**Task goal:** Reproduce the data below, swapping each "awning" for "canopy" and keeping everything else the same.

(Items from a labeling collection)
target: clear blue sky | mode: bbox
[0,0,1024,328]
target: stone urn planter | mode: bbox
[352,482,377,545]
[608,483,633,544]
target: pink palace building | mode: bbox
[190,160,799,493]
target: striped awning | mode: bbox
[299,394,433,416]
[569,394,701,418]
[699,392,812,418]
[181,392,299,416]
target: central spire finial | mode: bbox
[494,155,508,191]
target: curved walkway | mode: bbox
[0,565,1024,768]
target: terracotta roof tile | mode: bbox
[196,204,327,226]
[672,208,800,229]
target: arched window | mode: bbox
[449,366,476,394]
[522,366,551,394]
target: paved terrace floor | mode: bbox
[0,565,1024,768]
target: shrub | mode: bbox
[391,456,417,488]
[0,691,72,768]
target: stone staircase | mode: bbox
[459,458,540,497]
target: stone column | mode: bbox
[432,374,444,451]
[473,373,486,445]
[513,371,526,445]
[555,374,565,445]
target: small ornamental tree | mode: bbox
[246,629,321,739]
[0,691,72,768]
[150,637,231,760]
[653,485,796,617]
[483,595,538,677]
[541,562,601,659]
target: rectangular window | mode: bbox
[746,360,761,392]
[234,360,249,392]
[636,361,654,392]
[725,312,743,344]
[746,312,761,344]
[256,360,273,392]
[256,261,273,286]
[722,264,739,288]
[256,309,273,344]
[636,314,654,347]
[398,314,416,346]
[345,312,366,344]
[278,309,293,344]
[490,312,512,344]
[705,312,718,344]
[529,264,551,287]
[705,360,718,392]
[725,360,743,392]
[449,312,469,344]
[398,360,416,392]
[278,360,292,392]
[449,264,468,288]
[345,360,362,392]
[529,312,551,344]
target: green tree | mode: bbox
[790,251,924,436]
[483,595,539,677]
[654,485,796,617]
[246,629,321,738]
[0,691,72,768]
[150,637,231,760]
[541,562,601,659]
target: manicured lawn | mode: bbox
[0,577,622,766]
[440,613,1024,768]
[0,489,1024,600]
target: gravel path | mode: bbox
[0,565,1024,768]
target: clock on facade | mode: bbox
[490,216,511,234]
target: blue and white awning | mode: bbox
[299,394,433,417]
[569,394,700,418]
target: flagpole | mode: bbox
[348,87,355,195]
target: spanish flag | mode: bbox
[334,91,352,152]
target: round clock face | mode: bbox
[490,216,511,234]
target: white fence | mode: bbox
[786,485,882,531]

**Output for this task:**
target: clear blue sky | mode: bbox
[0,0,1024,328]
target: stone urn planter | mode: bbox
[352,482,377,545]
[608,483,633,544]
target: pink palace building | mode: bbox
[190,160,799,493]
target: striped canopy | mode: bbox
[299,394,433,416]
[569,394,701,418]
[699,392,812,418]
[181,392,299,416]
target: central spire finial | mode: bbox
[494,155,508,191]
target: curved walkway | mode: bbox
[0,565,1024,768]
target: terracotta roof tile | mode: bbox
[196,204,327,226]
[672,208,800,229]
target: arched window | mode: bbox
[449,366,476,394]
[522,366,551,394]
target: paved terrace floor | mode: bbox
[0,565,1024,768]
target: shrub | mode: bbox
[391,456,417,488]
[0,691,72,768]
target: stone staircase | mode: bbox
[459,458,540,497]
target: stone column | mode: bbox
[432,374,444,451]
[473,373,486,445]
[513,371,526,445]
[555,374,565,445]
target: small ornamental tree | mode: bbox
[246,629,321,739]
[0,691,72,768]
[150,637,231,760]
[653,485,796,617]
[483,595,538,677]
[541,562,601,659]
target: rectangular window | mode: bbox
[746,360,761,392]
[234,360,249,392]
[636,361,654,392]
[725,312,743,344]
[746,312,761,344]
[256,360,273,392]
[256,261,273,286]
[722,264,739,288]
[256,309,273,344]
[636,314,654,347]
[398,314,416,346]
[345,312,366,344]
[278,309,293,344]
[490,312,512,344]
[705,312,718,344]
[529,264,551,287]
[705,360,718,392]
[725,360,743,392]
[449,312,469,344]
[398,360,416,392]
[278,360,292,392]
[449,264,468,288]
[345,360,362,392]
[529,312,551,344]
target: green tree | mode: bbox
[790,251,924,436]
[483,595,539,677]
[654,485,796,617]
[246,629,321,738]
[0,691,72,768]
[150,637,231,760]
[541,562,601,659]
target: manicured lawn | mode: bbox
[0,577,622,766]
[440,613,1024,768]
[0,489,1024,600]
target: gravel path | mode: bbox
[0,565,1024,768]
target: clock on facade | mode: bbox
[490,216,511,234]
target: blue and white canopy | mode: bbox
[299,394,433,417]
[569,394,700,418]
target: flagpole | mode: bbox
[348,87,355,195]
target: spanish flag | mode: bbox
[334,91,352,152]
target: round clock face | mode: bbox
[490,216,511,234]
target: white fence | mode: bbox
[786,485,882,531]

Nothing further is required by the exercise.